Exercise task -
Begin at the line that contains "Put a dot on the curved" and stop after the line that contains "<point>407,508</point>", then render each of those lines as a string in a JSON list, leaving out any blank lines.

# Data for this exercise start

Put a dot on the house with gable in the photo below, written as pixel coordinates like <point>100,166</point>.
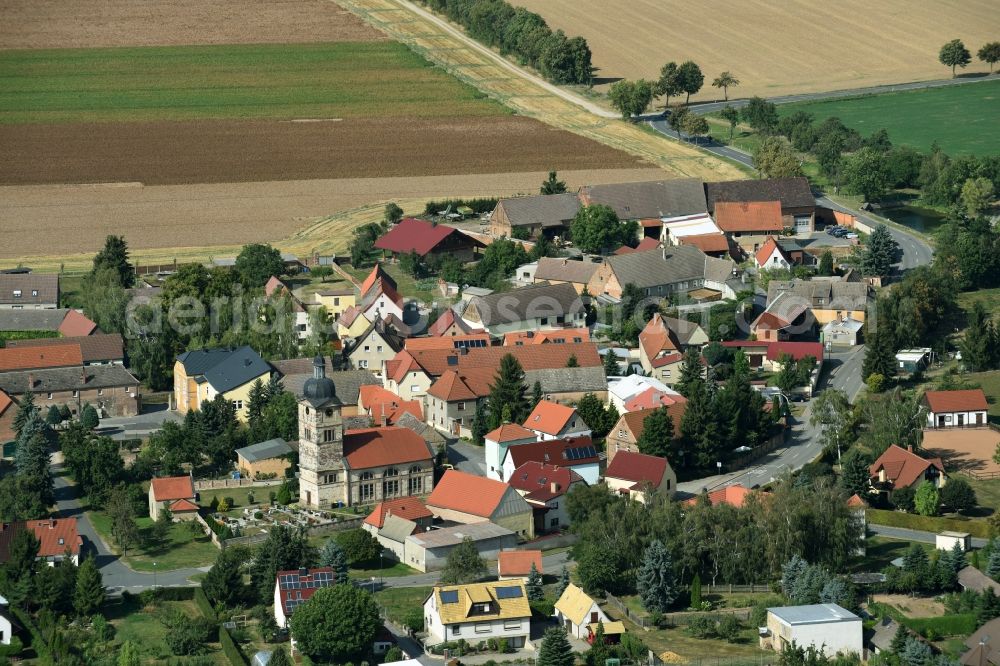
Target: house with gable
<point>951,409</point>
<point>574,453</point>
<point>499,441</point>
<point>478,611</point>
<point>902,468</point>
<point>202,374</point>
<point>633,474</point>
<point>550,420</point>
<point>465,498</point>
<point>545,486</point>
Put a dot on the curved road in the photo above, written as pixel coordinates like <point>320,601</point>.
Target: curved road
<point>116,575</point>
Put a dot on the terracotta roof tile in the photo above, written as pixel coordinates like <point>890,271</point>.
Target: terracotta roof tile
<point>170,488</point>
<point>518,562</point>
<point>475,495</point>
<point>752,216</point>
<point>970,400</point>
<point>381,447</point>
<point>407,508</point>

# Data for this exercise end
# Data for this exercise start

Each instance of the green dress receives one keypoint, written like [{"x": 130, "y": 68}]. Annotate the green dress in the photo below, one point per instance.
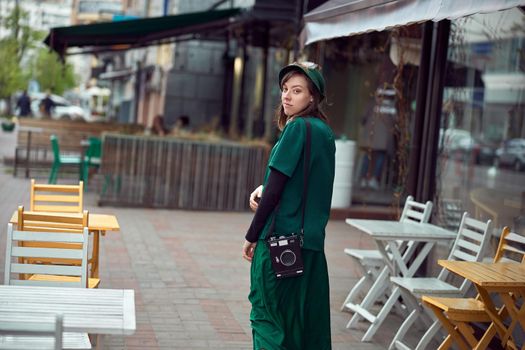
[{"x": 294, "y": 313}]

# Data for this exercise end
# Data for this exercise start

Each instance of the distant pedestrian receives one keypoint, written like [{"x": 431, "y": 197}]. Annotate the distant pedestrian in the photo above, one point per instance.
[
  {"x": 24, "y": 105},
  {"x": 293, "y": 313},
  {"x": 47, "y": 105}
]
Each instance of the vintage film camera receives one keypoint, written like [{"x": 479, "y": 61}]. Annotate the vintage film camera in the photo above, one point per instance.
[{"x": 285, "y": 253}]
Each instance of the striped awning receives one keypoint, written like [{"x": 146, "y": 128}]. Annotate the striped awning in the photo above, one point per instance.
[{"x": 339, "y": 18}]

# Data for this exercise end

Correct response -
[
  "Put a dot on the curved road in the photo above, written as pixel coordinates like <point>320,601</point>.",
  "Target: curved road",
  "<point>116,575</point>",
  "Put a dot on the terracotta roof tile in the photo above, written as pixel coordinates like <point>890,271</point>.",
  "Target: terracotta roof tile",
  "<point>170,488</point>",
  "<point>518,562</point>",
  "<point>475,495</point>",
  "<point>752,216</point>",
  "<point>970,400</point>",
  "<point>381,447</point>",
  "<point>407,508</point>"
]